BRIEF: Print all the entries verbatim.

───── DATASET RECORDS

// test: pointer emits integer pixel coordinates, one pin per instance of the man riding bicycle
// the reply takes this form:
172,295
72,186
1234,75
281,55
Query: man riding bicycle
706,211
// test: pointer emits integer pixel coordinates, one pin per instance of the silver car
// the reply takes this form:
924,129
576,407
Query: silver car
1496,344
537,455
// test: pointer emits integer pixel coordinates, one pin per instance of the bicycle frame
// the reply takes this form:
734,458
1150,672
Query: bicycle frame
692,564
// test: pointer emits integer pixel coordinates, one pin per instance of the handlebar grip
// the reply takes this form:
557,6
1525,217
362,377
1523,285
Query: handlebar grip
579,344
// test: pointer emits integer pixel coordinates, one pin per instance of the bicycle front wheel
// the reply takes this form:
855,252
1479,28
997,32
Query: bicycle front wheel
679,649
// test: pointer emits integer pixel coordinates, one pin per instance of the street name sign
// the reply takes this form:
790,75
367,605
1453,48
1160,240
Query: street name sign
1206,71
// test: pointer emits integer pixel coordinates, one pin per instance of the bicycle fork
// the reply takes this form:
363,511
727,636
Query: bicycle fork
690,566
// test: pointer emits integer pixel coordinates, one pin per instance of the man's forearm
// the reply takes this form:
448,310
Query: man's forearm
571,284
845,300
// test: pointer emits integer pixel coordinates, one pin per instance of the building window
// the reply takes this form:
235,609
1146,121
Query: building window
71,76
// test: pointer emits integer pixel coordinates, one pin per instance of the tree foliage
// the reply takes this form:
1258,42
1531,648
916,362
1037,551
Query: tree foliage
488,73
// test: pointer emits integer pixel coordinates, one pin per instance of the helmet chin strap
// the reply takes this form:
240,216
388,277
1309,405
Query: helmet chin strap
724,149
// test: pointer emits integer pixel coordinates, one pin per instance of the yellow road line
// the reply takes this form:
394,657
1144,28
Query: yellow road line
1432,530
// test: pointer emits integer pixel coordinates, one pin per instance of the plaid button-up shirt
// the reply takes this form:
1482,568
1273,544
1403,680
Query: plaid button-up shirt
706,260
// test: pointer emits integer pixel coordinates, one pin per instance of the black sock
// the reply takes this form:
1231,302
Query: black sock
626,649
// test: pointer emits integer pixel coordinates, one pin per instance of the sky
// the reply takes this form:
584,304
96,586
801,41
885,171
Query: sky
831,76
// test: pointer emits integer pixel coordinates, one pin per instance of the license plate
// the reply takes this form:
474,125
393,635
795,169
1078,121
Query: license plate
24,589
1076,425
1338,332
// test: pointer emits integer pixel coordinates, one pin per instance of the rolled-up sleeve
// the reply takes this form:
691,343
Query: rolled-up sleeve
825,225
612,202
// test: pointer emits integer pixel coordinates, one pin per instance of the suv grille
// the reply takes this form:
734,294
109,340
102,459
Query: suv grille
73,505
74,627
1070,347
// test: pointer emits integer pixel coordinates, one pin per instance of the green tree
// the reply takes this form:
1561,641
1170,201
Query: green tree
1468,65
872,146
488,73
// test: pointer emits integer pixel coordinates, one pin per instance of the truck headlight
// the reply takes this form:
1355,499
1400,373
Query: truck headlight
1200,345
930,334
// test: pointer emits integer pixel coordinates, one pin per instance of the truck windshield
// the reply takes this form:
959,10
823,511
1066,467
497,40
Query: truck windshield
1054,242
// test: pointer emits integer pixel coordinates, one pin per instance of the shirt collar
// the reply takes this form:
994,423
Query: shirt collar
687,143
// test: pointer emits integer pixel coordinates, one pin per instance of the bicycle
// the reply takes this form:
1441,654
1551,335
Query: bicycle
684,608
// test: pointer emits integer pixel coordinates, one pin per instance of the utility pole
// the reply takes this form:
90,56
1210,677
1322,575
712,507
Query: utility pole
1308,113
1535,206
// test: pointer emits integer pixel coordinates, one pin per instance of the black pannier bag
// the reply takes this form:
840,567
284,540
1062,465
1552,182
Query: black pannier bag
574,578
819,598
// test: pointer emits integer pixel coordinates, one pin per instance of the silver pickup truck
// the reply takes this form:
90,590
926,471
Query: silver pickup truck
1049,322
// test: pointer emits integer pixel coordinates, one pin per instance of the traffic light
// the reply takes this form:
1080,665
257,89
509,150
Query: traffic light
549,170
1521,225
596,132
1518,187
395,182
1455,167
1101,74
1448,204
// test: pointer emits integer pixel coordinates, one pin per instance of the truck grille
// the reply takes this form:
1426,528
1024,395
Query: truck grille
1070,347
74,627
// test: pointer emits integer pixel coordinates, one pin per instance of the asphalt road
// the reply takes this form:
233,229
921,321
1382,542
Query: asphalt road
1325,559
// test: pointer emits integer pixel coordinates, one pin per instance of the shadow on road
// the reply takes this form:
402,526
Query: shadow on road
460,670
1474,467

──────────

EXERCISE RESULT:
// test: pointer emits integer pixel coordinates, one pin per instance of the man riding bicycle
// the reply takes this form:
172,295
72,186
1234,75
281,55
Query: man riding bicycle
706,211
// test: pointer emits integer pixel coordinates, one pin per instance of the silver car
// the reply takes this form:
924,129
576,407
Query: silver car
1496,344
537,455
// test: pointer emits integer pixel coordinates, one pin per instance of the bicycle frame
// the reply takes this form:
734,458
1150,672
Query: bicycle frame
692,564
// test: pointer emits integer pixel coordinates, one pin per instance of the handlebar grip
// the reply takes this form:
557,6
1525,217
362,377
1523,285
Query: handlebar grip
579,344
// test: pointer emits integer pixel coordinates, one pin per instance of the bicycle front wheel
// the reply takes this form:
855,252
1479,28
997,32
Query: bicycle front wheel
679,649
// test: pointer emits integer pixel coordinates, one pin per instance of the street name sign
// the reply takes this form:
790,75
367,605
1453,48
1160,240
Query: street name sign
1206,71
// test: pointer emits integer pixel coordinates, one pin per instance of the bicycle fork
// the reply takes this form:
363,511
727,636
Query: bicycle fork
690,566
// test: pointer emits integer pixel coordinates, one pin per instance of the man's forearm
// the reply takes this form:
448,310
Query: man's forearm
571,284
845,300
// test: pointer emits integer pixel coordinates, one pin per instance of the building window
// the reply takes this form:
235,609
1146,121
Query: building window
71,76
// test: pointer emits integer pixel coordinates, one pin per instance of the tree foliage
// the reply takes this form:
1258,42
1531,648
916,362
1037,551
Query: tree foliage
488,73
// test: pointer emits integer pixel coordinates, one pin per instance of the helmet chin strap
// the reply takes this form:
240,216
388,277
1309,405
Query: helmet chin strap
724,149
// test: pointer emits integer pixel coordinates, one pin per instance of the yellow road line
// the reply takes this form:
394,657
1144,28
Query: yellow road line
1432,530
// test: pointer emits integer pixel coordinates, one pin per instance of the plaid button-up shirt
// the reply takes this form:
1482,568
1273,544
1403,680
Query: plaid button-up shirt
706,260
// test: pointer emits integer pixel coordinates, one pin per instance of the black sock
// the reply takes this form:
1231,302
Query: black sock
626,649
// test: pointer emits integer pixel coordinates, one pin per instance of the sky
// the reply takes this form:
584,304
96,586
801,41
885,171
Query: sky
831,76
// test: pointer emits integer pixel coordinates, one pin per instance of the license plate
// the reply takes this form:
474,125
393,635
795,169
1078,121
Query: license plate
24,589
1076,425
1338,332
// test: pointer emits integer pixel coordinates, one pin per instance of the rolled-up sleeve
// the reply takes this form:
691,343
Query: rolled-up sleeve
825,225
612,202
// test: pointer emits integer pixel coordinates, one pin per instance of the suv grille
// the reply takes this form:
734,294
109,340
102,459
Query: suv grille
73,505
74,627
1070,347
// test: pointer emits integer pixel coordinates, one pin per instance of the green tree
// the reply takes this form:
1561,641
1170,201
Query: green tree
1468,65
872,146
488,73
// test: pointer emits integer pixel coordinates, one pin per instance of the truck headlight
// the reply takes this form:
1355,499
1400,373
Query: truck headlight
1200,345
930,334
// test: pointer emits integer pixel coordinates, one pin per instance of the truck windshield
// the reply takes this form:
959,10
823,511
1066,467
497,40
Query: truck windshield
1054,242
// test: pointer emits integer pixel coordinates, one pin per instance of the shirt collar
// the reply takes this form:
994,423
Query: shirt collar
687,143
// test: pointer emits integer pixel coordinates, one pin per instance of the bicycle
// the reply takes this form:
1441,654
1551,335
Query: bicycle
684,608
// test: pointer emits integer pixel coordinates, one pin per instance of the utility pole
// the reply takes this form:
90,56
1210,677
1322,575
712,507
Query: utility pole
1308,113
1535,206
// test: pointer emits integer pixel coordinates, one pin per instance of the black pannier bag
// the reply takes this form:
840,567
284,540
1062,465
1552,182
Query: black pannier bag
574,578
819,598
// test: pointer emits integer pixel coordinates, one pin per instance of the silver pickup truck
// the reply takes this form:
90,590
926,471
Query: silver pickup truck
1049,322
// test: pointer emits integer pixel coordinates, one pin per instance of the traffic light
// the reply takes this form:
1080,665
257,89
509,150
Query: traffic light
549,170
1521,225
596,132
1518,187
395,182
1455,167
1101,74
1448,204
// test: pointer emits integer pixel coordinates, one pin per instance of the truck grille
// the reply takes this form:
1426,528
1024,395
Query: truck grille
1070,347
74,627
// test: pointer emits integer pixel coordinates, one pin per instance of the asphalt road
// the reply takes this form:
233,229
921,321
1382,542
Query: asphalt road
1325,559
// test: pointer emits integer pixel coordinates, one pin per instance of the shadow on road
// the reply takes this form:
402,526
Query: shadow on road
460,670
1474,467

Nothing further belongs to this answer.